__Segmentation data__
--
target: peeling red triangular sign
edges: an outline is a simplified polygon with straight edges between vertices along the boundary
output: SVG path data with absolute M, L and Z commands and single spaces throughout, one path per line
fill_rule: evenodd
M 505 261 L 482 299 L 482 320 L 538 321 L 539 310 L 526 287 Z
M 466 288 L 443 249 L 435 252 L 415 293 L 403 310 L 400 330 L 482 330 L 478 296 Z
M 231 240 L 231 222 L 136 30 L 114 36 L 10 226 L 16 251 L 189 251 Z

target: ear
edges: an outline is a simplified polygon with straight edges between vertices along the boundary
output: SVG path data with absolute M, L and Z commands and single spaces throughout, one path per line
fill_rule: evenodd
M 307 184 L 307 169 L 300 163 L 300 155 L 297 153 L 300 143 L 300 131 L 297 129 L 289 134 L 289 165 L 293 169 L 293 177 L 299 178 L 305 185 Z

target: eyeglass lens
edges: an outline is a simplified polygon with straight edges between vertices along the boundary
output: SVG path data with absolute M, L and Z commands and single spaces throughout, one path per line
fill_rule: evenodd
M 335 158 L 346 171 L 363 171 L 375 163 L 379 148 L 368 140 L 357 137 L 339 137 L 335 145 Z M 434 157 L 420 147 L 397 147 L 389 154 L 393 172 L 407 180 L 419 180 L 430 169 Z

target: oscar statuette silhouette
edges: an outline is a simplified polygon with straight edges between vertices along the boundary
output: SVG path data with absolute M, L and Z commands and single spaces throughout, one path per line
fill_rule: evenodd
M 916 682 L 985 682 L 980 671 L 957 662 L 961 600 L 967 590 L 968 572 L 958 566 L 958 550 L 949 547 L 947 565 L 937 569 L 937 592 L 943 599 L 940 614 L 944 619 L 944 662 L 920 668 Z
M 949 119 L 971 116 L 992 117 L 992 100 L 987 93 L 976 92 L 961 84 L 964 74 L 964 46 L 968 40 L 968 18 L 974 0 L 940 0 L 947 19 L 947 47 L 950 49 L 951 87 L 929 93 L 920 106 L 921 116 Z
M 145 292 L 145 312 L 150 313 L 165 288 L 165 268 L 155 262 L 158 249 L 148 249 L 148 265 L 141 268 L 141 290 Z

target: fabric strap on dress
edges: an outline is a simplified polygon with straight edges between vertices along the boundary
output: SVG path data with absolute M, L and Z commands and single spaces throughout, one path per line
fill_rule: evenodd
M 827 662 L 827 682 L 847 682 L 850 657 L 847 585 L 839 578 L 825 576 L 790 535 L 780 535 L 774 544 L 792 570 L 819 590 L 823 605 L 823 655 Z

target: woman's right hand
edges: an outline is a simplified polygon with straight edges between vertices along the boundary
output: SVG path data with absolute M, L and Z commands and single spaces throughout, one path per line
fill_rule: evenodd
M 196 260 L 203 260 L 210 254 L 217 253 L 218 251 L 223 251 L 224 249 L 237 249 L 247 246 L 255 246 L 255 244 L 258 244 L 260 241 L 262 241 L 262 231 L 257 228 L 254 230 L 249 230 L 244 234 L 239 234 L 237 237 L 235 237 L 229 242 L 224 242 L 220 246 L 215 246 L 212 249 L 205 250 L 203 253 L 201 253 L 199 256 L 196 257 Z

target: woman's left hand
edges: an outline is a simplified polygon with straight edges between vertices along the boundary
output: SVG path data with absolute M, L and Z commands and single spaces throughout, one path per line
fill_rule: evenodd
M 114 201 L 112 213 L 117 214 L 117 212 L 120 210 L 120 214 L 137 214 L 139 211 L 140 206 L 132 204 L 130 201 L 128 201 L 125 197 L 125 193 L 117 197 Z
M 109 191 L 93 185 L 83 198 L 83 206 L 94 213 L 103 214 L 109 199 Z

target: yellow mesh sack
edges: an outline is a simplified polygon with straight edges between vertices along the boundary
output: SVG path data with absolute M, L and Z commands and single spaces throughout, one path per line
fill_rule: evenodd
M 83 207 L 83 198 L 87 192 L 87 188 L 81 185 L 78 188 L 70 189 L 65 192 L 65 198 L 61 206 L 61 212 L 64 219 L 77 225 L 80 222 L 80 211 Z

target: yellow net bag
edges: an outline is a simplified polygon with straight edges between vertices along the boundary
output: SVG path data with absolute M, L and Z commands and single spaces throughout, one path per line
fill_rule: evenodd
--
__To be done__
Copy every line of the items, starting at the line that contains "target: yellow mesh sack" and ending at the last line, with no changes except that each coordinate in the answers is offset by 65.

__Result of the exercise__
target: yellow mesh sack
edges: an outline is a simplified polygon with straight edges between vertices along the boundary
output: SVG path data with absolute M, L and Z commands and single spaces throughout, one path per line
fill_rule: evenodd
M 148 272 L 148 263 L 152 257 L 152 253 L 146 250 L 143 253 L 135 254 L 130 257 L 130 263 L 126 271 L 126 277 L 129 284 L 142 290 L 145 287 L 145 276 Z

target: yellow net bag
edges: an outline is a simplified polygon with straight edges between vertices along the boundary
output: SVG path data with absolute M, L and Z commands and single spaces throughout, one path per line
fill_rule: evenodd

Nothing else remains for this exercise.